DATA SUPPLIED:

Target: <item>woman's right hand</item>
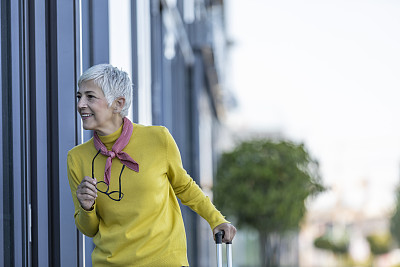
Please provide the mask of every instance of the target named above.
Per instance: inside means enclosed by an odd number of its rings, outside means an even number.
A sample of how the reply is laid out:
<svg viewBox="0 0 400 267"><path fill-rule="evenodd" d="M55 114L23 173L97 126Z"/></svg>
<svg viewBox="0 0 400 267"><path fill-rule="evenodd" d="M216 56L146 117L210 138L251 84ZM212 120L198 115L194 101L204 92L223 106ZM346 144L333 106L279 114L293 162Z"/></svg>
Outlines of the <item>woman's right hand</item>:
<svg viewBox="0 0 400 267"><path fill-rule="evenodd" d="M91 210L97 198L97 180L89 176L82 179L76 189L76 197L84 210Z"/></svg>

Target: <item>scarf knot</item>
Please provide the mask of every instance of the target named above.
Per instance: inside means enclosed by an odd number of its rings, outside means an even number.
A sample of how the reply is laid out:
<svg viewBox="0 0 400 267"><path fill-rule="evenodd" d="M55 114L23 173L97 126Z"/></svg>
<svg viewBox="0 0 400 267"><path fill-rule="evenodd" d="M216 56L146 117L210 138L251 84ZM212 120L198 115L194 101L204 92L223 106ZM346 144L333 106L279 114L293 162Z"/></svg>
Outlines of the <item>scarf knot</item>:
<svg viewBox="0 0 400 267"><path fill-rule="evenodd" d="M112 159L118 158L123 165L128 167L129 169L139 172L139 164L129 156L128 153L122 151L129 143L129 140L132 136L133 126L132 122L128 118L124 118L122 133L121 136L118 137L117 141L115 141L114 145L111 148L111 151L108 151L107 147L101 141L100 137L94 132L93 135L93 143L97 150L100 150L100 153L104 156L107 156L106 167L104 170L104 182L106 184L110 184L111 179L111 165Z"/></svg>

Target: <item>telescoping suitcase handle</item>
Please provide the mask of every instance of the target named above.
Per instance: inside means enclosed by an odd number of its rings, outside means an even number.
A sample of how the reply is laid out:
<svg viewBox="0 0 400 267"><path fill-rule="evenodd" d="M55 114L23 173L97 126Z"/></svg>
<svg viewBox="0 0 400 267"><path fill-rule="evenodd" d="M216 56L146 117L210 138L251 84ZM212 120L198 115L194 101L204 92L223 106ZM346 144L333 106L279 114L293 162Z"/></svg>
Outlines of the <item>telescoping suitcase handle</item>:
<svg viewBox="0 0 400 267"><path fill-rule="evenodd" d="M217 267L222 267L222 238L225 232L220 231L215 234L215 243L217 245ZM232 242L226 243L226 261L228 267L232 267Z"/></svg>

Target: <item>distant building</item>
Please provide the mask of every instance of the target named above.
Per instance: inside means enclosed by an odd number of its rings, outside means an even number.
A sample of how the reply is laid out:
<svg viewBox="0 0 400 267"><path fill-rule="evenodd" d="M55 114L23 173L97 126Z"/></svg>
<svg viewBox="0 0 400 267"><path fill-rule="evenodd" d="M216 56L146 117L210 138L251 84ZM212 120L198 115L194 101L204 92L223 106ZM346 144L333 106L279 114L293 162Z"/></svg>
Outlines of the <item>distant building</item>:
<svg viewBox="0 0 400 267"><path fill-rule="evenodd" d="M390 233L391 216L389 210L373 209L374 203L369 199L369 191L368 183L363 180L349 192L333 186L331 190L322 194L323 199L317 201L322 204L309 207L299 235L299 266L323 267L338 264L338 257L332 252L314 246L314 240L322 235L331 239L347 238L350 257L356 262L368 260L370 247L367 237ZM352 204L346 201L349 196L353 197ZM358 199L354 199L354 196ZM355 206L354 202L358 205Z"/></svg>

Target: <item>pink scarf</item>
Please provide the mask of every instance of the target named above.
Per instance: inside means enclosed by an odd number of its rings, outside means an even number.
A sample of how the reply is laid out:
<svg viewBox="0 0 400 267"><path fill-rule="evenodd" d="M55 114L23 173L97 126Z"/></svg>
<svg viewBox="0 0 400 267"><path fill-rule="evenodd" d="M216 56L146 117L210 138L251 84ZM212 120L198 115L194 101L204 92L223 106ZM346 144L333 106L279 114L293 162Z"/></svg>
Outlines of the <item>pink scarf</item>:
<svg viewBox="0 0 400 267"><path fill-rule="evenodd" d="M129 169L135 172L139 172L139 164L134 161L128 153L122 151L122 149L124 149L125 146L129 143L133 131L132 122L128 118L125 117L123 123L124 124L122 126L121 136L118 137L117 141L115 141L115 144L112 146L111 151L107 150L106 146L100 140L97 133L94 132L93 142L95 148L97 149L97 151L100 150L101 154L108 157L106 161L106 168L104 170L104 182L106 184L110 184L111 164L112 159L115 157L117 157L121 161L121 163Z"/></svg>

PROBLEM DESCRIPTION: What is needed is a verbatim copy of every entry, with the pictures omitted.

REPLY:
Target: <item>woman's right hand</item>
Please provide the mask of every instance of the target named above.
Per instance: inside means enclosed by an odd number of its rings, outside means an even number.
A sample of how the reply is laid out:
<svg viewBox="0 0 400 267"><path fill-rule="evenodd" d="M55 114L23 173L97 126Z"/></svg>
<svg viewBox="0 0 400 267"><path fill-rule="evenodd" d="M216 56L146 117L210 138L251 84ZM212 120L198 115L194 101L204 92L223 106ZM346 144L333 106L279 114L293 162Z"/></svg>
Outlines of the <item>woman's right hand</item>:
<svg viewBox="0 0 400 267"><path fill-rule="evenodd" d="M91 210L97 198L97 180L89 176L82 179L76 189L76 197L84 210Z"/></svg>

Target: <item>scarf knot</item>
Please provide the mask of every instance of the target named above.
Per instance: inside means enclosed by an odd number of its rings, outside means an even number.
A sample of how the reply is laid out:
<svg viewBox="0 0 400 267"><path fill-rule="evenodd" d="M55 114L23 173L97 126Z"/></svg>
<svg viewBox="0 0 400 267"><path fill-rule="evenodd" d="M216 56L146 117L210 138L251 84ZM212 120L198 115L194 101L204 92L223 106ZM346 144L333 106L279 114L293 162Z"/></svg>
Outlines of the <item>scarf knot</item>:
<svg viewBox="0 0 400 267"><path fill-rule="evenodd" d="M112 159L118 158L123 165L128 167L129 169L139 172L139 164L129 156L128 153L122 151L129 143L129 140L132 136L133 126L132 122L128 118L124 118L122 133L121 136L118 137L117 141L115 141L114 145L111 148L111 151L108 151L107 147L101 141L100 137L94 132L93 135L93 143L97 150L100 150L100 153L104 156L107 156L106 167L104 170L104 182L106 184L110 184L111 179L111 165Z"/></svg>

Target: <item>telescoping suitcase handle</item>
Please provide the mask of every instance of the target named above.
Per instance: inside means enclosed by an odd number of its rings, outside means an even number.
A sample of how the reply is laid out:
<svg viewBox="0 0 400 267"><path fill-rule="evenodd" d="M55 114L23 173L97 126Z"/></svg>
<svg viewBox="0 0 400 267"><path fill-rule="evenodd" d="M216 56L146 117L210 138L251 84ZM212 120L198 115L194 101L204 92L223 106ZM346 144L333 106L279 114L293 162Z"/></svg>
Outlines of the <item>telescoping suitcase handle</item>:
<svg viewBox="0 0 400 267"><path fill-rule="evenodd" d="M217 267L222 267L222 238L225 232L220 231L215 234L215 243L217 245ZM232 242L226 243L226 261L228 267L232 267Z"/></svg>

Target: <item>distant building</item>
Please provide the mask of every instance of the target named above.
Per instance: inside means enclosed by an odd number of its rings, outside means an even number.
A sample of how the reply is laid out:
<svg viewBox="0 0 400 267"><path fill-rule="evenodd" d="M55 114L23 173L97 126Z"/></svg>
<svg viewBox="0 0 400 267"><path fill-rule="evenodd" d="M216 56L146 117L210 138L251 84ZM212 120L198 115L194 101L204 92L223 106ZM346 144L333 106L279 114L293 162Z"/></svg>
Outlines of the <item>distant building</item>:
<svg viewBox="0 0 400 267"><path fill-rule="evenodd" d="M390 233L391 216L389 210L373 209L374 203L369 199L369 191L368 183L363 180L349 192L333 186L331 190L322 194L323 199L317 201L322 204L309 207L299 235L299 266L323 267L338 264L338 257L332 252L314 246L314 240L322 235L331 239L347 238L350 257L356 262L368 260L370 247L367 237ZM352 204L346 201L349 196L353 197ZM358 199L354 199L354 196ZM355 206L354 202L358 205Z"/></svg>

Target: <item>pink scarf</item>
Please provide the mask of every instance of the target named above.
Per instance: inside means enclosed by an odd number of its rings, outside means an even number.
A sample of how the reply is laid out:
<svg viewBox="0 0 400 267"><path fill-rule="evenodd" d="M55 114L23 173L97 126Z"/></svg>
<svg viewBox="0 0 400 267"><path fill-rule="evenodd" d="M216 56L146 117L210 138L251 84ZM212 120L198 115L194 101L204 92L223 106ZM346 144L333 106L279 114L293 162Z"/></svg>
Outlines of the <item>pink scarf</item>:
<svg viewBox="0 0 400 267"><path fill-rule="evenodd" d="M129 169L135 172L139 172L139 164L134 161L128 153L122 151L122 149L124 149L125 146L129 143L133 131L132 122L128 118L125 117L123 123L124 124L122 126L121 136L118 137L117 141L115 141L115 144L112 146L111 151L107 150L106 146L100 140L97 133L94 132L93 142L95 148L97 149L97 151L100 150L101 154L108 157L106 161L106 168L104 170L104 182L106 184L110 184L111 164L112 159L115 157L117 157L121 161L121 163Z"/></svg>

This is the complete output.